(Problem requirements) Reproduce all of the data word for word.

(Entries)

▶

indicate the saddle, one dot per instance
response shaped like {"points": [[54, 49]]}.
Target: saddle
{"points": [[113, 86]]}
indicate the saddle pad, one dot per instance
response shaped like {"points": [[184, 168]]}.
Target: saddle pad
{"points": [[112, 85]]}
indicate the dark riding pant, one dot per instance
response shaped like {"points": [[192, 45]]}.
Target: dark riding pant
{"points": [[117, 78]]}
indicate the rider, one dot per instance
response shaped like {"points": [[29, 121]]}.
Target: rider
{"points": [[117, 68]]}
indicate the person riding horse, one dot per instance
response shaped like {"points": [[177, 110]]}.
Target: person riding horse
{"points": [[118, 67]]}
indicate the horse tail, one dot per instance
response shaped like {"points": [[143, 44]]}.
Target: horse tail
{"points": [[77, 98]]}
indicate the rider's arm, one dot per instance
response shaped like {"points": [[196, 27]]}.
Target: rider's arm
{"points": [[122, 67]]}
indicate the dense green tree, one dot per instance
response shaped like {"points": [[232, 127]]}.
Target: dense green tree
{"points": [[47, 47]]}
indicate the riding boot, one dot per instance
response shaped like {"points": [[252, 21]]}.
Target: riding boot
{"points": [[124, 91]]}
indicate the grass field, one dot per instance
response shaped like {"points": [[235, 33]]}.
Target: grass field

◀

(Result)
indicate the saddle, one dot per instance
response shaped like {"points": [[54, 49]]}.
Target: saddle
{"points": [[113, 86]]}
indicate the saddle pad, one dot per instance
response shaped like {"points": [[184, 168]]}.
Target: saddle pad
{"points": [[112, 85]]}
indicate the dark riding pant, one dot per instance
response shaped like {"points": [[192, 45]]}.
Target: dark riding pant
{"points": [[117, 78]]}
indicate the rider, one dot per instance
response shaped like {"points": [[29, 121]]}.
Target: rider
{"points": [[117, 68]]}
indicate the person riding horse, one dot per instance
response shaped like {"points": [[177, 110]]}.
Target: person riding horse
{"points": [[118, 67]]}
indicate the horse tail, one dot per instance
response shaped like {"points": [[143, 44]]}.
Target: horse tail
{"points": [[77, 98]]}
indicate the rider's arm, one dot per instance
response shaped like {"points": [[196, 27]]}.
Target: rider's arm
{"points": [[122, 67]]}
indicate the dense green tree, one dot per instance
response shaped like {"points": [[232, 127]]}.
Target: dense green tree
{"points": [[47, 47]]}
indicate the riding boot, one dot per instance
response shaped like {"points": [[252, 21]]}.
Target: riding boot
{"points": [[124, 91]]}
indicate the grass field, one dot per instance
response shaped like {"points": [[235, 33]]}.
Target: grass field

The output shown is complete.